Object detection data
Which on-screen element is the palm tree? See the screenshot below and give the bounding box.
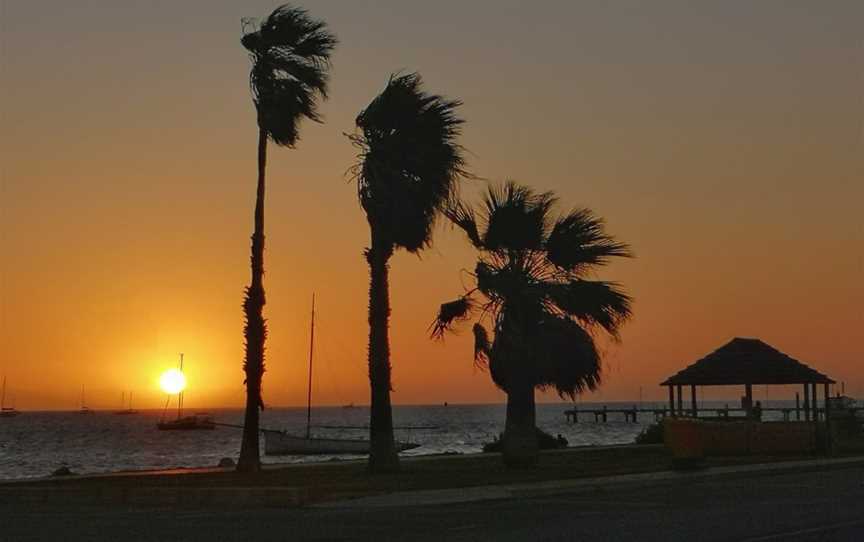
[432,182,631,466]
[349,73,466,472]
[237,5,336,472]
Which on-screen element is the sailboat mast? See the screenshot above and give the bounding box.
[177,352,183,420]
[306,292,315,439]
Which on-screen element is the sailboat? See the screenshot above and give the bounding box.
[0,376,20,418]
[261,294,419,455]
[156,354,216,431]
[78,384,93,414]
[114,391,138,416]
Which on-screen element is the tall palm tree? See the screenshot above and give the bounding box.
[237,5,336,472]
[349,73,465,472]
[432,182,631,466]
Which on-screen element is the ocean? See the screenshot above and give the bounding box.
[0,403,796,479]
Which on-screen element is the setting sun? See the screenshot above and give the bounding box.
[159,369,186,395]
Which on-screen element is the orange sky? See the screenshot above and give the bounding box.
[0,0,864,409]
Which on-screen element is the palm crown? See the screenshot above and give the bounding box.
[432,182,631,397]
[349,73,465,252]
[241,5,337,147]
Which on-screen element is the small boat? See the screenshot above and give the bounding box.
[261,294,420,455]
[114,391,138,416]
[0,376,20,418]
[156,412,216,431]
[261,429,420,455]
[156,354,216,431]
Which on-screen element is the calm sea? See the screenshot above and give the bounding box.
[0,403,796,479]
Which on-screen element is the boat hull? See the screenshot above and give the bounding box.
[262,430,419,455]
[156,418,216,431]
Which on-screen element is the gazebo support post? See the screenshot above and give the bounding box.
[825,382,832,455]
[810,382,819,422]
[690,384,699,418]
[667,384,676,418]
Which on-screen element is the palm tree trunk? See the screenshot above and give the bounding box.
[366,226,399,473]
[503,377,539,468]
[237,128,267,472]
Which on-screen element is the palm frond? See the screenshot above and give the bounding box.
[430,295,474,339]
[547,279,632,338]
[241,4,337,147]
[535,314,602,399]
[351,73,467,252]
[546,209,632,271]
[483,181,555,250]
[444,202,482,248]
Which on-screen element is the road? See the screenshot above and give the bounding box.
[0,467,864,542]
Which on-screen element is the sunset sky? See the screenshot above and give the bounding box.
[0,0,864,409]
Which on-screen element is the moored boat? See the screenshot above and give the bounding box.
[261,294,420,455]
[156,413,216,431]
[156,354,216,431]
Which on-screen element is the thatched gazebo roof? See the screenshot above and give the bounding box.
[660,338,834,386]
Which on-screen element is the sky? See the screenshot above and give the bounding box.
[0,0,864,409]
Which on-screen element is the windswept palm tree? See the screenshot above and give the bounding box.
[237,5,336,472]
[432,182,631,466]
[349,73,465,472]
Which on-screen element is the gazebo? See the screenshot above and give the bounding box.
[661,338,834,421]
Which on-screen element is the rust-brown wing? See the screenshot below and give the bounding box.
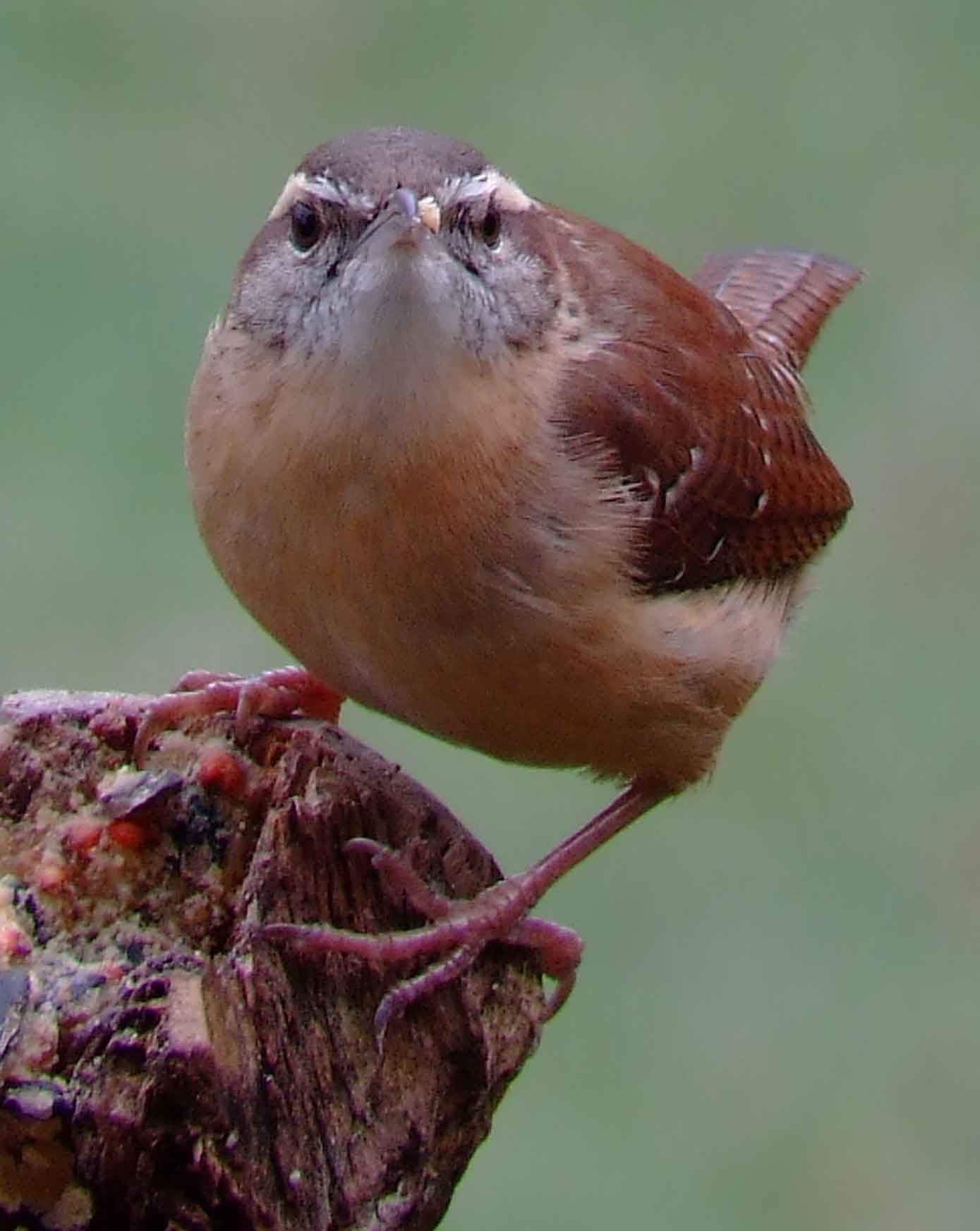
[554,232,859,594]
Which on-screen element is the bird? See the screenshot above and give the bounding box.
[137,127,861,1039]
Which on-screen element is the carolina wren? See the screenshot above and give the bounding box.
[140,128,861,1031]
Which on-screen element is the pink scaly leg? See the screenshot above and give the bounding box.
[133,667,344,764]
[258,781,670,1047]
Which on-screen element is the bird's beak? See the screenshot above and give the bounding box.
[358,188,442,248]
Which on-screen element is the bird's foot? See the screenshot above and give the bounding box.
[133,667,344,764]
[258,839,582,1050]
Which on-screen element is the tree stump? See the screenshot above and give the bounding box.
[0,692,544,1231]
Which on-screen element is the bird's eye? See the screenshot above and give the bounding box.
[289,200,322,253]
[480,202,504,248]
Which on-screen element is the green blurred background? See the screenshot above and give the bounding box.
[0,0,980,1231]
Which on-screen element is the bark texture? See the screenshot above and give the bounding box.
[0,692,543,1231]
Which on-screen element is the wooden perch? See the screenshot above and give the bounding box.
[0,692,543,1231]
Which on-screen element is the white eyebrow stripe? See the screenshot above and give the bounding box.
[268,171,374,222]
[268,166,540,222]
[440,166,538,213]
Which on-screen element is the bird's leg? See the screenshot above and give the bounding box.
[133,667,344,763]
[258,779,671,1045]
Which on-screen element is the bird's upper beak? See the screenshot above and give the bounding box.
[361,188,442,248]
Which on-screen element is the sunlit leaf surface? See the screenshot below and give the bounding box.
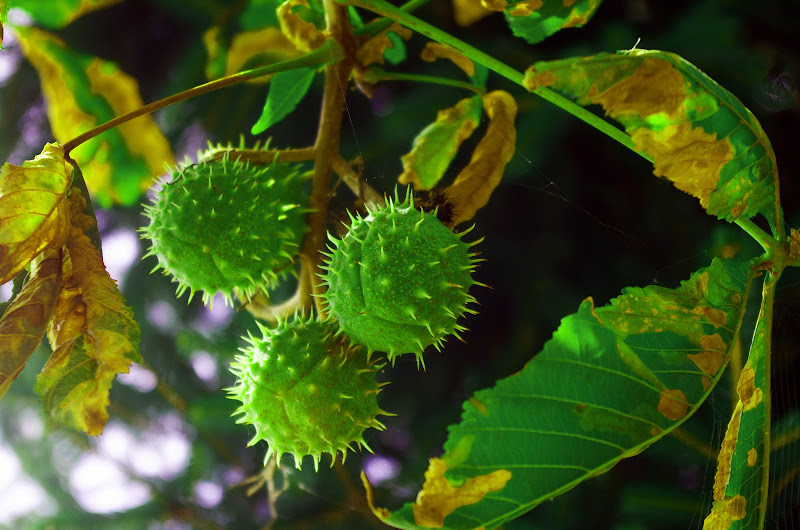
[0,144,69,285]
[250,68,316,134]
[8,0,123,28]
[506,0,601,44]
[525,50,779,226]
[376,259,752,529]
[34,188,141,436]
[18,28,174,207]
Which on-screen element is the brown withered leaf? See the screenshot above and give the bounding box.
[0,144,70,284]
[34,188,141,436]
[445,90,517,226]
[0,249,61,398]
[277,0,327,52]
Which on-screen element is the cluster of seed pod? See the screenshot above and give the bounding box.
[141,155,478,469]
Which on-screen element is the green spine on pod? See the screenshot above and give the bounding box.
[140,151,309,303]
[227,316,389,470]
[321,190,482,366]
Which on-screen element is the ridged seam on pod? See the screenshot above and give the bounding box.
[140,154,309,304]
[227,316,389,470]
[322,189,479,363]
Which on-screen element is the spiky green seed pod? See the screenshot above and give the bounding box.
[140,156,309,303]
[322,188,478,363]
[228,317,387,470]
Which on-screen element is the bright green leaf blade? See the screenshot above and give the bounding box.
[376,259,752,529]
[0,0,8,50]
[397,96,483,190]
[524,50,780,227]
[505,0,601,44]
[7,0,122,29]
[250,68,316,134]
[703,275,776,530]
[17,28,174,207]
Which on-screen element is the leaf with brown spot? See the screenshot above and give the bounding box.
[0,144,70,285]
[413,458,511,528]
[34,188,141,436]
[445,90,517,226]
[0,249,61,398]
[380,259,763,529]
[523,50,782,228]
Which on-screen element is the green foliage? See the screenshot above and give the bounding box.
[0,0,800,530]
[250,68,316,134]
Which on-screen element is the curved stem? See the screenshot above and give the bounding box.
[300,0,355,317]
[363,68,486,95]
[337,0,640,157]
[64,40,343,156]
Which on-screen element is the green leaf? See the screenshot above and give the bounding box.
[769,410,800,521]
[703,274,777,530]
[383,31,406,64]
[397,96,483,190]
[0,0,8,50]
[17,28,174,207]
[250,68,316,134]
[504,0,601,44]
[12,0,122,29]
[373,259,753,529]
[524,50,780,227]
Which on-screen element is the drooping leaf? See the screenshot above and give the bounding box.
[0,144,70,285]
[397,96,481,189]
[34,188,141,436]
[524,50,780,227]
[277,0,327,52]
[0,249,61,398]
[373,259,753,529]
[506,0,601,44]
[18,28,174,207]
[420,42,475,77]
[703,275,776,530]
[445,90,517,226]
[6,0,122,29]
[250,68,316,134]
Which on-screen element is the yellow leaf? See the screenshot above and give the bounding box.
[0,249,61,397]
[397,96,481,190]
[34,188,141,436]
[17,28,174,207]
[413,458,511,528]
[420,42,475,77]
[445,90,517,226]
[278,0,327,52]
[0,144,70,284]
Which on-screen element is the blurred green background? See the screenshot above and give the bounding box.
[0,0,800,530]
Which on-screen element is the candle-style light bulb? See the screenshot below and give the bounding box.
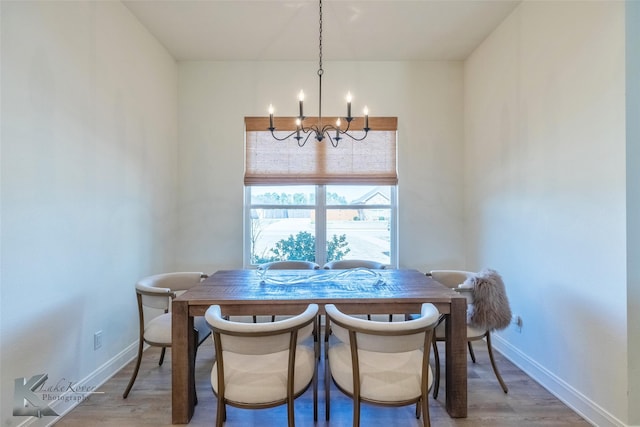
[269,104,273,128]
[298,91,304,120]
[364,106,369,129]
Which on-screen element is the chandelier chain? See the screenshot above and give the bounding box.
[318,0,323,76]
[266,0,371,147]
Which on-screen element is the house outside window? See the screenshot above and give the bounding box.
[244,118,398,267]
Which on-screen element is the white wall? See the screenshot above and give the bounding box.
[625,1,640,426]
[464,1,637,426]
[0,1,178,427]
[177,61,464,271]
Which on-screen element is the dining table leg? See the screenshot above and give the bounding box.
[171,300,196,424]
[445,296,467,418]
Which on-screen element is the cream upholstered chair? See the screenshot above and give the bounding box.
[325,304,440,427]
[122,272,211,399]
[323,259,393,322]
[428,270,510,399]
[205,304,319,427]
[323,259,387,270]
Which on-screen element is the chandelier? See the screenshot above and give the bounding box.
[268,0,371,147]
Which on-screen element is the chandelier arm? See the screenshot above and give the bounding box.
[295,132,311,147]
[268,0,371,147]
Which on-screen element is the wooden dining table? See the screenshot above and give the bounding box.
[171,269,467,424]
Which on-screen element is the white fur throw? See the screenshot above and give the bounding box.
[461,269,511,331]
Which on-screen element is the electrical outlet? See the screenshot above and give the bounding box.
[512,314,522,332]
[93,331,102,350]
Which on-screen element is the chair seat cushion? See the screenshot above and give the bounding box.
[211,345,316,404]
[144,313,211,346]
[144,313,171,345]
[329,342,433,402]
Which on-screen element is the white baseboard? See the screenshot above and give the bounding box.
[491,334,630,427]
[17,341,138,427]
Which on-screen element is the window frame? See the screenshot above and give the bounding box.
[242,184,398,268]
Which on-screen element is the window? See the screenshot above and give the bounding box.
[244,118,397,267]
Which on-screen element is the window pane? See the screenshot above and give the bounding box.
[327,185,391,206]
[250,210,316,264]
[327,209,391,264]
[251,185,316,206]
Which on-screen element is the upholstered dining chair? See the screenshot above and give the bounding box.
[325,304,440,427]
[122,272,211,399]
[428,270,511,399]
[205,304,319,427]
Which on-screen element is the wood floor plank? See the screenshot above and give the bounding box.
[56,340,591,427]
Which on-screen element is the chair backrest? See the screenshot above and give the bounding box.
[258,260,320,270]
[323,259,387,270]
[325,303,440,353]
[136,271,206,310]
[204,304,318,355]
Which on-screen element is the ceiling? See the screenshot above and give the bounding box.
[122,0,521,61]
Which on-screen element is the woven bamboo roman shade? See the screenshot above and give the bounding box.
[244,117,398,185]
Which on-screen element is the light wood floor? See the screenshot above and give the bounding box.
[56,339,590,427]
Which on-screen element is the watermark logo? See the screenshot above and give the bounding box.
[13,374,102,418]
[13,374,58,418]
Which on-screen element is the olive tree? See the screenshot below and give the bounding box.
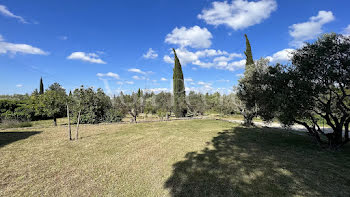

→ **EXERCISE DESCRIPTION**
Filter the records above down to the lines that contain the string "gazebo", and copy each matching line. Matching is case-sensitive.

→ **EXPECTED OUTPUT**
Which on-screen element is the gazebo support post? See the screenshot above and give the bounding box.
Which on-screen element is the thatched gazebo roof? See the screenshot above and give the bounding box.
Which on-screen element is the gazebo? See the screenshot above and give the bounding box.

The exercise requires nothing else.